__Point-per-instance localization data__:
-- Opening Marker --
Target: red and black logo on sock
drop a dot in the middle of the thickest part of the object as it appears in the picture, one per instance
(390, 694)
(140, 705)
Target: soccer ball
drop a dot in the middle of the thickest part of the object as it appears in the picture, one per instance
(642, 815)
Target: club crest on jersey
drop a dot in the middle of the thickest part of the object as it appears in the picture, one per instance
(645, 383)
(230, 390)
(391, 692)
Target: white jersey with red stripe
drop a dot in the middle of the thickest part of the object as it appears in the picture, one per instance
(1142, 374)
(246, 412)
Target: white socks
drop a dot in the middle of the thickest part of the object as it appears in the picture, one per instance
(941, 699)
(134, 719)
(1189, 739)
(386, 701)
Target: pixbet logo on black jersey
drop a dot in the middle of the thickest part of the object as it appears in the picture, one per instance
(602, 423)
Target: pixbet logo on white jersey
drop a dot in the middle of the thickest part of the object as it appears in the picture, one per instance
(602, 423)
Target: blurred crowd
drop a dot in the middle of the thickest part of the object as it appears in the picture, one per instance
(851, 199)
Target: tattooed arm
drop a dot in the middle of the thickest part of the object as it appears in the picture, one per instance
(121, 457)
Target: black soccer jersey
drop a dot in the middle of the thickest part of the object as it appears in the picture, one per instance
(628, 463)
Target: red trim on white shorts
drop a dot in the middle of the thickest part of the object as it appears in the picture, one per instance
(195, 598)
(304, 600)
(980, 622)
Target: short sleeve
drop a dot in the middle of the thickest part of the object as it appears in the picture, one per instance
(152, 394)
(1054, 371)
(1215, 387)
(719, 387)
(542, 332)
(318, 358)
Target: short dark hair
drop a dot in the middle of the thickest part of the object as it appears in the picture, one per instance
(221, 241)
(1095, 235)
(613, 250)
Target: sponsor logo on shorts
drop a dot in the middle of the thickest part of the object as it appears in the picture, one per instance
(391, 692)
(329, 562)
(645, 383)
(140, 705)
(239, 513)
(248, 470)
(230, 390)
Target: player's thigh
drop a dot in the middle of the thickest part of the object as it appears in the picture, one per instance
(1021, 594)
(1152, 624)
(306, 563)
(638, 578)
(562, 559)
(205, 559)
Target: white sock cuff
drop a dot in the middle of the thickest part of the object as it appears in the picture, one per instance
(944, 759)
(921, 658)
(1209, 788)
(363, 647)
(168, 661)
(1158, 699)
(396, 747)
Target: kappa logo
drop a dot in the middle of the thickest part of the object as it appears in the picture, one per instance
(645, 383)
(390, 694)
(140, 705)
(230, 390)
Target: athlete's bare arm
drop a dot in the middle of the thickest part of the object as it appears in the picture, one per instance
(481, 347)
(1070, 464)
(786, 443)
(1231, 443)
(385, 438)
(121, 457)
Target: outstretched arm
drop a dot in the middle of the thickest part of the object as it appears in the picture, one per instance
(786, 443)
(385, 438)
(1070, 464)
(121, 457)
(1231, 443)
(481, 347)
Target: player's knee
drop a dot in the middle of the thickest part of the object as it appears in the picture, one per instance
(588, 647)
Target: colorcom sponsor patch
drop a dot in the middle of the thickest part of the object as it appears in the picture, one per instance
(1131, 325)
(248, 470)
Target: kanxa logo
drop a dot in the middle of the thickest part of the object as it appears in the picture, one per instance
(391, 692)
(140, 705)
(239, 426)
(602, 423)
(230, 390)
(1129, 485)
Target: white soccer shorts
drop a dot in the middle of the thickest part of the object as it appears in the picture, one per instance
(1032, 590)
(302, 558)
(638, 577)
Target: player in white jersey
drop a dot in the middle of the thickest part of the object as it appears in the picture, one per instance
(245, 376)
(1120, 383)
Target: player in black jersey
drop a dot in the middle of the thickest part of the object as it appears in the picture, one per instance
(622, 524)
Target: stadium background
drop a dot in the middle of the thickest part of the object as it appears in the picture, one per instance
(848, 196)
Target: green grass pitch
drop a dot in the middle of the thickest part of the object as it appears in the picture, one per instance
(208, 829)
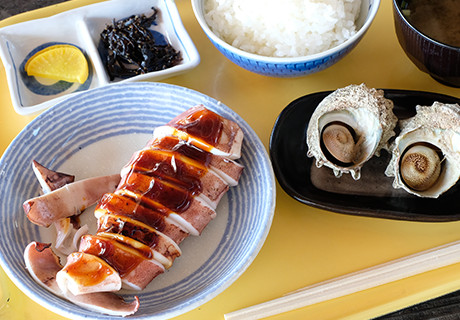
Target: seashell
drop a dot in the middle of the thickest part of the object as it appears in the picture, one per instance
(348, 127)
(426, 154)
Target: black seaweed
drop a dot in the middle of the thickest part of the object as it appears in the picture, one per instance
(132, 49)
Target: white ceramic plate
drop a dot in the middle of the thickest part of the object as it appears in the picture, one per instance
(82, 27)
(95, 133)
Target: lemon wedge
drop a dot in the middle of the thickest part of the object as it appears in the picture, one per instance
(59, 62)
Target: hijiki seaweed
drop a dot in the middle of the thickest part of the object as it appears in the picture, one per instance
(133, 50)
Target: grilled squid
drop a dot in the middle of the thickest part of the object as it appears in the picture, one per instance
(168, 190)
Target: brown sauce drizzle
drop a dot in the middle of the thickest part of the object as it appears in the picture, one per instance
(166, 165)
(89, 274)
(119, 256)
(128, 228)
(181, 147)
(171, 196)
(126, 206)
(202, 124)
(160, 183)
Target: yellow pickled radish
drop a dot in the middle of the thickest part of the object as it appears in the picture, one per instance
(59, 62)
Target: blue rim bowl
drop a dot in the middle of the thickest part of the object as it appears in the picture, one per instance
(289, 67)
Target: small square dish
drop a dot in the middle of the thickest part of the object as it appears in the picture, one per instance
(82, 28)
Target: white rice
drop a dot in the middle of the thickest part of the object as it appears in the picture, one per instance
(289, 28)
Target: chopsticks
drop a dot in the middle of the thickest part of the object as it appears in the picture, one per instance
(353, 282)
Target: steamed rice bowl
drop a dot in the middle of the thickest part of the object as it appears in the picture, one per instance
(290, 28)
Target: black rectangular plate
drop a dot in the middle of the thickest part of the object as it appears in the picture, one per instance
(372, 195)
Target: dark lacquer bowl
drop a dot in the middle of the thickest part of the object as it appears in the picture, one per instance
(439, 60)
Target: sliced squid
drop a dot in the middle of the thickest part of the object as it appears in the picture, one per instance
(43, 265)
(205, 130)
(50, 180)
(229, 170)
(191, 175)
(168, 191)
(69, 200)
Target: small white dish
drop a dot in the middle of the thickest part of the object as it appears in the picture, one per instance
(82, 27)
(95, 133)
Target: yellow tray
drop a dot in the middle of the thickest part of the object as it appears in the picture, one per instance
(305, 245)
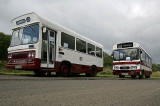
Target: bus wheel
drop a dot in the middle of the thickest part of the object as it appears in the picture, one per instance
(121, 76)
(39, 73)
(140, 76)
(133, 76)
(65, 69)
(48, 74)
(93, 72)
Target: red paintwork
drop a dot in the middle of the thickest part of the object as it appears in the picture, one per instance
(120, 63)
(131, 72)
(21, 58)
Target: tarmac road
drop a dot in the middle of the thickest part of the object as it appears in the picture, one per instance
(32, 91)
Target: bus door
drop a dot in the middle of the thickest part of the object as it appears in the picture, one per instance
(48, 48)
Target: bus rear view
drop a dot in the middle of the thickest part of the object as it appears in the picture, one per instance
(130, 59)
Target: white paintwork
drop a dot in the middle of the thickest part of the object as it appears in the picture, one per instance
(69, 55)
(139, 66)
-- Closing Marker --
-- Opening Marker --
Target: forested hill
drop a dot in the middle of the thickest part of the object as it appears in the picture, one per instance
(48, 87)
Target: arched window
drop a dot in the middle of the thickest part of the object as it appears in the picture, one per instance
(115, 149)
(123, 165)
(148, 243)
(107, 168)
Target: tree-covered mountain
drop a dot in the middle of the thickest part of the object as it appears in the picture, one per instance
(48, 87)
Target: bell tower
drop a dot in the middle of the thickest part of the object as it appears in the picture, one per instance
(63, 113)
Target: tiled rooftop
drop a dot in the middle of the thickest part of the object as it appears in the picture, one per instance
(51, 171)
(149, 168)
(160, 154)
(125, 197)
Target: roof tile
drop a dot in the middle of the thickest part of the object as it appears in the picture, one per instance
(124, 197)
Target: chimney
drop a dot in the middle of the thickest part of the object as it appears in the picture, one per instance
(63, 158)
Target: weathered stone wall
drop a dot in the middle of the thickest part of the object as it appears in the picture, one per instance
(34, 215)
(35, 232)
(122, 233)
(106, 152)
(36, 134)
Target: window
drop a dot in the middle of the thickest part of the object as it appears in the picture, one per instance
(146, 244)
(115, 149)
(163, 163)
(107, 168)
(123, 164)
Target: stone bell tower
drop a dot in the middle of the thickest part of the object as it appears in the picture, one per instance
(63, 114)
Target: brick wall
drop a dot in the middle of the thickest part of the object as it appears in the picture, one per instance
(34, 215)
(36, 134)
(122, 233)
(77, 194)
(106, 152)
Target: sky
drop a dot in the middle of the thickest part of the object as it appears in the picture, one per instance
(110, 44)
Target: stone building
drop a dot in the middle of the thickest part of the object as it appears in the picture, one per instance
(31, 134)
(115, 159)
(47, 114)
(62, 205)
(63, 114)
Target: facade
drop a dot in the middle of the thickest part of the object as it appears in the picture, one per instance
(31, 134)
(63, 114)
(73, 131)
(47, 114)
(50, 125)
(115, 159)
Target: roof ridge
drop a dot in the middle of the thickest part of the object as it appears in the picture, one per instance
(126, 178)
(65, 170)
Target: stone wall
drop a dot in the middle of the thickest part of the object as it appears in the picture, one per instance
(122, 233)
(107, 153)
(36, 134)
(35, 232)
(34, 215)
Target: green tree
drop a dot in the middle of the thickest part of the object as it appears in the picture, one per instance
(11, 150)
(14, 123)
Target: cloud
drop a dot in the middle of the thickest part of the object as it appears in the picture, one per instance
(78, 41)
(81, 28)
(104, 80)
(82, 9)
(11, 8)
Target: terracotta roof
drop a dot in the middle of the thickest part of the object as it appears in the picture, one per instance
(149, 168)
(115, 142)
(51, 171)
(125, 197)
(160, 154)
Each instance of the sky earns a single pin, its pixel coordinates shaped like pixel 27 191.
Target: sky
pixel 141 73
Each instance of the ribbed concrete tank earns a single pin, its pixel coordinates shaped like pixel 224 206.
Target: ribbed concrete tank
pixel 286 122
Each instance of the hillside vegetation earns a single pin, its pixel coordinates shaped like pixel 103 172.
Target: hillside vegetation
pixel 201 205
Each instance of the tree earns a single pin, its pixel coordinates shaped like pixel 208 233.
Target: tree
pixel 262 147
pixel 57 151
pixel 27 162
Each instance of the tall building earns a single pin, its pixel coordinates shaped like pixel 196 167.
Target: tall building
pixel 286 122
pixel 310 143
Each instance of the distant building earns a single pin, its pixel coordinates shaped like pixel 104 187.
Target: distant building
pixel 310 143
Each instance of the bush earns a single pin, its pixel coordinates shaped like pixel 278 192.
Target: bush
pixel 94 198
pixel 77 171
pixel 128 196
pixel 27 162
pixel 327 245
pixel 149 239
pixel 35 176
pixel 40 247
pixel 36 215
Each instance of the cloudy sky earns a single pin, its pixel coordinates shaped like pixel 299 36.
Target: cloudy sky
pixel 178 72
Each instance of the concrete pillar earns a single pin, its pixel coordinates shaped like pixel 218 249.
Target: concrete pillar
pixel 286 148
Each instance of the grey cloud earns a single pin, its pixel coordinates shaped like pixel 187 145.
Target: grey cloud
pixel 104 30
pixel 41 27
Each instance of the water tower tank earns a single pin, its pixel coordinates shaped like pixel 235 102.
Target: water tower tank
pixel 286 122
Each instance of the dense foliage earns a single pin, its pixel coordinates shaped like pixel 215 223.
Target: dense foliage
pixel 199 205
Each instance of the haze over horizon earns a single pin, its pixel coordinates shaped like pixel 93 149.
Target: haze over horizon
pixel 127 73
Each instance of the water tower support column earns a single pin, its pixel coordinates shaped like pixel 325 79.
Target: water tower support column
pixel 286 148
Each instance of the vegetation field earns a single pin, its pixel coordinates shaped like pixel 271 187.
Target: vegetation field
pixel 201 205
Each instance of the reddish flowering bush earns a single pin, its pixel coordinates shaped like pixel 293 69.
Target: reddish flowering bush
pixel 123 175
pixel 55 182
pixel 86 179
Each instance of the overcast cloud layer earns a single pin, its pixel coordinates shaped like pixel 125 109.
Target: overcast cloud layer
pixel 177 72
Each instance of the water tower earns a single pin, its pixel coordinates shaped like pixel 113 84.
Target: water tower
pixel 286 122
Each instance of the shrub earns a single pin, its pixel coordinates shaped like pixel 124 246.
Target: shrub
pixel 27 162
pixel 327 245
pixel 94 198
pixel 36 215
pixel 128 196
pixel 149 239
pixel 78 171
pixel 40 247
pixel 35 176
-- Closing Marker --
__PROBLEM__: In your answer, include only the lines above starting at the line that holds "Target: kappa logo" and ending at the line that holds "Target: white soccer shorts", copied exactly.

__SOLUTION FOR THIS PROBLEM__:
Target: kappa logo
drop a dot in the middle of the thickest part of the object as it appears in the picture, one per instance
(645, 383)
(390, 694)
(140, 705)
(230, 390)
Target: athlete's bare arm
drop a dot in the middle of the thickest part of the object as it appears in the picture, one per instance
(481, 347)
(1070, 464)
(786, 443)
(1231, 443)
(385, 438)
(121, 457)
Target: outstretched arm
drop a dot in the middle of the thickest part of the object as it appears in the picture, one per instance
(786, 443)
(385, 438)
(1070, 464)
(121, 457)
(1231, 443)
(481, 347)
Target: player's knee
drop a dot in the middle of the thickest part of the object as it appears in the picture, one per instance
(588, 647)
Target: colorcom sponsor patch
drop a dot in the middle of the thickest part of the object as it appears in the picture, one per instance
(1131, 325)
(248, 470)
Target: kanxa logo
drop a dot in the middle of the thickest part of the object as it appears in the picture, one per instance
(391, 692)
(140, 705)
(239, 426)
(602, 423)
(230, 390)
(1129, 485)
Target: white soccer shorts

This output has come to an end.